===== Material for the task
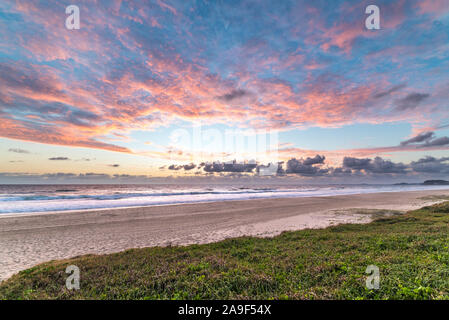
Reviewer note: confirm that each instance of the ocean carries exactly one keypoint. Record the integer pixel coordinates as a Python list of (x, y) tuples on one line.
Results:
[(48, 198)]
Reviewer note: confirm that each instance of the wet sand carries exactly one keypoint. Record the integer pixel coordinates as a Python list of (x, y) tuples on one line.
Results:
[(30, 239)]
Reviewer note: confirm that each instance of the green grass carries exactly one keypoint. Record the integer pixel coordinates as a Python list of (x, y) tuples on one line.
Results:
[(411, 251)]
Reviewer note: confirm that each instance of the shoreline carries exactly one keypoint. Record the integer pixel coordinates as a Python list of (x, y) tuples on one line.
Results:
[(40, 237), (14, 214)]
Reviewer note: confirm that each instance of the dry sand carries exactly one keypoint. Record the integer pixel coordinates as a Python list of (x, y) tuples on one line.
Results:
[(30, 239)]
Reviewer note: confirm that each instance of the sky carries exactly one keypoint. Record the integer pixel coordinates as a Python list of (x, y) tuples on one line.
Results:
[(219, 89)]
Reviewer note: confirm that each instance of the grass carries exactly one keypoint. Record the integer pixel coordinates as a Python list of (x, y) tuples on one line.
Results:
[(411, 251)]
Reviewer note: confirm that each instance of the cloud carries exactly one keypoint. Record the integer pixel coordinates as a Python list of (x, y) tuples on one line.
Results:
[(389, 91), (431, 165), (233, 95), (426, 140), (306, 166), (232, 166), (58, 158), (443, 141), (186, 167), (411, 101), (377, 166), (18, 150), (419, 138)]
==========
[Job] Copy out all of the entries above word for word, leaving out the pictures.

[Correct result]
Reviewer note: confirm that each instance of the ocean carries exactly one keypoint. Record the integer pixel coordinates as a Python list of (x, y) tuples on one line.
Results:
[(48, 198)]
Reviewer note: confirm that each instance of the wet sand carries exactly one keypoint. Record the integer pixel coordinates as a Python list of (x, y) tuples on one line.
Results:
[(30, 239)]
Reviewer note: confirm that each instance of the green grass carries exactly one keypoint. Record the integer pixel coordinates as a Python list of (x, y) tuples on one line.
Results:
[(411, 251)]
Reviewer note: confirm that each instance of the shoreline carries exactly one keypoint. Record the integer pixel coordinates as a Python list of (x, y) tuples on one line.
Results:
[(40, 237), (14, 214)]
Reviewer note: confirm that each instance of the dry sand carries exactly one keypoint. Record the integer pixel coordinates as a Python list of (x, y) tuples on one line.
Results:
[(30, 239)]
Reviewer note: confirm that each instance of the sky carries exactly one keypoint. Record the integer pixel coordinates as a Python list of (x, y) tuples on one line.
Results:
[(219, 89)]
Reviewer note: confirm that each instance of the grass carries exactly one keypoint. Record the integer pixel coordinates as a Python list of (x, y) tuples on one line.
Results:
[(411, 251)]
Reviewer note: confirm that each instance of the cloud carries exactly one keypoint. Record the integer pixel coordinates as a Python list of (x, y) tuples on one line.
Results:
[(389, 91), (431, 165), (233, 95), (426, 140), (306, 166), (232, 166), (58, 158), (443, 141), (186, 167), (411, 101), (377, 166), (18, 150), (419, 138)]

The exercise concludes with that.